OBJECTIVE —
State how many lines in the records below contain the string "bare", with case counting, and reply with only that number.

DATASET RECORDS —
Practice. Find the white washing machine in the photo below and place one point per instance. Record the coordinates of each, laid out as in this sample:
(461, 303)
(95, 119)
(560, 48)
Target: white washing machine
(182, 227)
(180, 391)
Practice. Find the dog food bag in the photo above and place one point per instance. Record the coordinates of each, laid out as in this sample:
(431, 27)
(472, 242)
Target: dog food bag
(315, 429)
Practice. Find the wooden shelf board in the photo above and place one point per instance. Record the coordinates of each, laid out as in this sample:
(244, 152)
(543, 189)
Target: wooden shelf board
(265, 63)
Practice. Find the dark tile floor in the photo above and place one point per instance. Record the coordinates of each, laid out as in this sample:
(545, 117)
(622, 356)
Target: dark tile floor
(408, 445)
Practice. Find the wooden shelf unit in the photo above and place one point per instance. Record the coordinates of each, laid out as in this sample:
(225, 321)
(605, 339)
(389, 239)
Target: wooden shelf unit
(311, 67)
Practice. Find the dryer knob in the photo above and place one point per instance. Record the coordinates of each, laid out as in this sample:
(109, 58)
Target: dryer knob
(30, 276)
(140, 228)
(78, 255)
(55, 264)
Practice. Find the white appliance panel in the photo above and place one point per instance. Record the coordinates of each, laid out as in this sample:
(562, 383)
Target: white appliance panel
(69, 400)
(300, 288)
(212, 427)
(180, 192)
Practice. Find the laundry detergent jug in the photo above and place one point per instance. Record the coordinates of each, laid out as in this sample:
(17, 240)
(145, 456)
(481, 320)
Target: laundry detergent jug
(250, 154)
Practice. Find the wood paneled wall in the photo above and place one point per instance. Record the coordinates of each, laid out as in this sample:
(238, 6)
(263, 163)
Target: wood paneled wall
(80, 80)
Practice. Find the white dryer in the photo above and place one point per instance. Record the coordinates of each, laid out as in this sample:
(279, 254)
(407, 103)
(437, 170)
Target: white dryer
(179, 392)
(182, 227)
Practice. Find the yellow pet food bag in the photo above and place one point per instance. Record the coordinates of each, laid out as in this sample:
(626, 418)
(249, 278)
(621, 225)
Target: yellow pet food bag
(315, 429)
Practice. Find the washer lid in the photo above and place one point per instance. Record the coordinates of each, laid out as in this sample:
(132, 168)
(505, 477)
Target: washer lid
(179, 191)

---

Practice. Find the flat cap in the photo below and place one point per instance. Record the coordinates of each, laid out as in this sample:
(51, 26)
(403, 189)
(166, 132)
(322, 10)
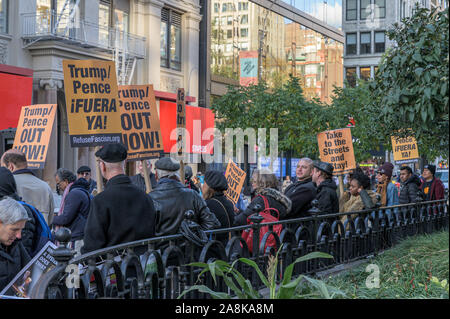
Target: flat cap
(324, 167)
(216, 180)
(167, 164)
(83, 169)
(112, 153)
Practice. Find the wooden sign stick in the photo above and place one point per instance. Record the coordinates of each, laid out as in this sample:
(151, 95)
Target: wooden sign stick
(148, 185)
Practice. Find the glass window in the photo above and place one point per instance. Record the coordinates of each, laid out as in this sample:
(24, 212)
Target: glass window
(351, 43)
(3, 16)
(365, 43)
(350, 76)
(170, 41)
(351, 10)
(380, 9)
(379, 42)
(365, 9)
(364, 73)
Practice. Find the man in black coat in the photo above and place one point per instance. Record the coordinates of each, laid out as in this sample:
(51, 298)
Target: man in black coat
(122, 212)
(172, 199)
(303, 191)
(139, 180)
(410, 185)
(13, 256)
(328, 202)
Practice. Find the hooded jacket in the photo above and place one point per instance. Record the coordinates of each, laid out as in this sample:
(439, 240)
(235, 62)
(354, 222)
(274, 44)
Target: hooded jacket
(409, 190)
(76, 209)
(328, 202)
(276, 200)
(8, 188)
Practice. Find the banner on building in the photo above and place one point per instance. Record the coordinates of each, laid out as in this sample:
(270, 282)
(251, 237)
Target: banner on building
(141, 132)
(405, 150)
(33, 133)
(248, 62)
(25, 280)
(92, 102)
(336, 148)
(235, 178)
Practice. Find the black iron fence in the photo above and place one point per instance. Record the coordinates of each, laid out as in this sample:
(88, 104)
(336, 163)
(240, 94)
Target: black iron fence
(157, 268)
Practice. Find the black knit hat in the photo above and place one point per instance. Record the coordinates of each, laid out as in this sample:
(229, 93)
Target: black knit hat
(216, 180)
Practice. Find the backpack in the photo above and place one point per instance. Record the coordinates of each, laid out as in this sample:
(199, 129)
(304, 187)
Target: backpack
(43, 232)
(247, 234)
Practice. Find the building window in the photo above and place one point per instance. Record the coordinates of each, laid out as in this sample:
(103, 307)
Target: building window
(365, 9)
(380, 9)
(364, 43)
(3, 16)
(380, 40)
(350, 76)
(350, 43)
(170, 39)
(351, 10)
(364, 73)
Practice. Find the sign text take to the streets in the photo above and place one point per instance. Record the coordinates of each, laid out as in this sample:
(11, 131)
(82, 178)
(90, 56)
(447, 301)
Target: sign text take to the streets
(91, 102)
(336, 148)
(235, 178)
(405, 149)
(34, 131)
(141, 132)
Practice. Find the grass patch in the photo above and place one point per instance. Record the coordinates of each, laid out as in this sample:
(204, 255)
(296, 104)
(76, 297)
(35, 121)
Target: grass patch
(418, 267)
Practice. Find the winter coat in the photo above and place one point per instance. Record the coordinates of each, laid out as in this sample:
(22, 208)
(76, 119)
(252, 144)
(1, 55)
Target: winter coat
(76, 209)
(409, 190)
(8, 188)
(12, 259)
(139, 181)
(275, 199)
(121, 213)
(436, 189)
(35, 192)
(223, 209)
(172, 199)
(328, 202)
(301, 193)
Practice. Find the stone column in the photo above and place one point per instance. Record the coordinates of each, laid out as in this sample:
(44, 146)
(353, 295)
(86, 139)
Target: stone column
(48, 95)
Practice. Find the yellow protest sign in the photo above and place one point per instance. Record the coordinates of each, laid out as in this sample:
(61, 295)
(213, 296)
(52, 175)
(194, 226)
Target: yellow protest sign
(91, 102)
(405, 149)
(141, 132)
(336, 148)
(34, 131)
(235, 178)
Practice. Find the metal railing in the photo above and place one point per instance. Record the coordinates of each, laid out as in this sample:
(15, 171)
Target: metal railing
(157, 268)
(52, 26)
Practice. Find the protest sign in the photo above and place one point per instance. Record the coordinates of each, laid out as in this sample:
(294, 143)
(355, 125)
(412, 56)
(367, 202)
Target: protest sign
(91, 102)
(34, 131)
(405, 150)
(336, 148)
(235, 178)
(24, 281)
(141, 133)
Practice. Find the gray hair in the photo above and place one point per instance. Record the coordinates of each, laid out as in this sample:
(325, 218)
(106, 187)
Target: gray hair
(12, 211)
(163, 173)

...

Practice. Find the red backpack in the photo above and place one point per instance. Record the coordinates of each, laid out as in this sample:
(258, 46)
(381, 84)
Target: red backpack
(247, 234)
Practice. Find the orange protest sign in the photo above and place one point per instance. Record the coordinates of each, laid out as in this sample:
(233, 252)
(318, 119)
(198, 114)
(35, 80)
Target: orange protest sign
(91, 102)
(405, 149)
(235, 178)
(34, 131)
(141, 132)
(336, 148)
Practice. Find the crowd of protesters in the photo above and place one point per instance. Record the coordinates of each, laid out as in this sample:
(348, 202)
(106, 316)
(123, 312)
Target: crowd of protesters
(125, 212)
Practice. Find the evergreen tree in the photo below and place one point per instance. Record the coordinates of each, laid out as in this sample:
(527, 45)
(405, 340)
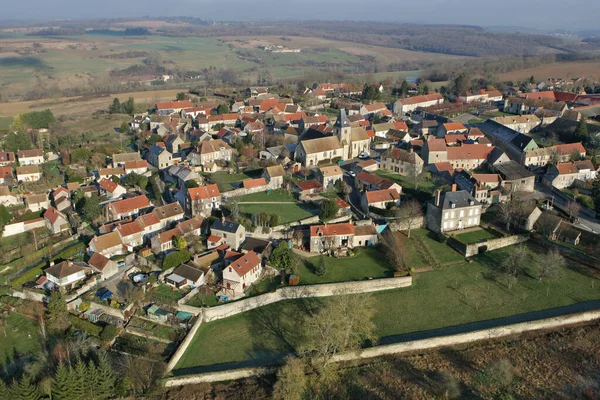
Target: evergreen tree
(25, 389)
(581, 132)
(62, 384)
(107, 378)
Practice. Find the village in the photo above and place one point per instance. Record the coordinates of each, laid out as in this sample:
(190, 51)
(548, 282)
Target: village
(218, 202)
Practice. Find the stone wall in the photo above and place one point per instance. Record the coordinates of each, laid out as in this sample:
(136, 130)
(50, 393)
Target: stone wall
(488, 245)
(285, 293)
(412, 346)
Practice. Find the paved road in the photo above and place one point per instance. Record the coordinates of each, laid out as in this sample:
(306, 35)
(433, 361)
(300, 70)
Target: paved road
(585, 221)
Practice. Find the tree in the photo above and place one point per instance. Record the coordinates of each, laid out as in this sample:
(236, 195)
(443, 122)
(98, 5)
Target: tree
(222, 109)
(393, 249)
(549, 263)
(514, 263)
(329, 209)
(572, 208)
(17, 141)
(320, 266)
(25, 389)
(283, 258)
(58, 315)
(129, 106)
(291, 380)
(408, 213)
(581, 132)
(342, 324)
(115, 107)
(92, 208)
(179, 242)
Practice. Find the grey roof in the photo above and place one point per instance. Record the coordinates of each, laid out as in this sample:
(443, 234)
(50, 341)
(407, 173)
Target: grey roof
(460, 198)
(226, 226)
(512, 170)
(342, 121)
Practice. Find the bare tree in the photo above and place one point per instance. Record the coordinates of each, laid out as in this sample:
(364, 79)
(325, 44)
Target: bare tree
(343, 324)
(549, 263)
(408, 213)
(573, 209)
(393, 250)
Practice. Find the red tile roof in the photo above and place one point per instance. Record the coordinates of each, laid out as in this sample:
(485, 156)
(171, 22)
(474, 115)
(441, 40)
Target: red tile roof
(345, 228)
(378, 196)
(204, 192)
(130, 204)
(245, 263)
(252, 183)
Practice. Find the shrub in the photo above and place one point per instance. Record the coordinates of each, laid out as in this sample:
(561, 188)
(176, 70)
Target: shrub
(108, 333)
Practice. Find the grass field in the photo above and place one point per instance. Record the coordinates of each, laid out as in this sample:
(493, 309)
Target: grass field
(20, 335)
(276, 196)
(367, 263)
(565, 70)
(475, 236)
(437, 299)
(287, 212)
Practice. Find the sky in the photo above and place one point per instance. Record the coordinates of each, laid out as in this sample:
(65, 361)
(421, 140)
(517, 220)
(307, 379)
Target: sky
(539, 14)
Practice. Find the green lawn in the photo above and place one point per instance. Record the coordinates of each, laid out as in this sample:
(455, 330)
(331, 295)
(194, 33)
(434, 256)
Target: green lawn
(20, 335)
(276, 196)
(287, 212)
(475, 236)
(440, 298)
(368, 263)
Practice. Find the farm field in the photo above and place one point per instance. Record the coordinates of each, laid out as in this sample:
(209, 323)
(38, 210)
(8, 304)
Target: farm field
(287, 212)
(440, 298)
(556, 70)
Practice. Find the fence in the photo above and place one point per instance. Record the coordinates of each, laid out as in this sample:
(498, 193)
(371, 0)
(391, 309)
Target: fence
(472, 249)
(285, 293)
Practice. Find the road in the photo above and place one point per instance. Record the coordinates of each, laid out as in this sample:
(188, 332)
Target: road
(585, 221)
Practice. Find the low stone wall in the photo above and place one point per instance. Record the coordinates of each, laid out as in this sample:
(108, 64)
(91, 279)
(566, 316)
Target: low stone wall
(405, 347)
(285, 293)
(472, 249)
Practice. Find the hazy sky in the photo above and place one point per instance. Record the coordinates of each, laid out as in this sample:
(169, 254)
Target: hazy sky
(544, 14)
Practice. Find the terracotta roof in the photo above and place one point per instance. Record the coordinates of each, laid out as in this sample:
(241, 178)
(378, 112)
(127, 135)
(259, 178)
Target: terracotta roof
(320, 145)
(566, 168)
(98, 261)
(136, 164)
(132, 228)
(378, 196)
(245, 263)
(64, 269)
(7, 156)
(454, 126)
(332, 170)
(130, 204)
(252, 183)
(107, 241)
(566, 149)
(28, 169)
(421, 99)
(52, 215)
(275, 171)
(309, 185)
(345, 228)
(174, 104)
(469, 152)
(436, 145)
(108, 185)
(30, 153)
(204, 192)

WORKED ANSWER —
2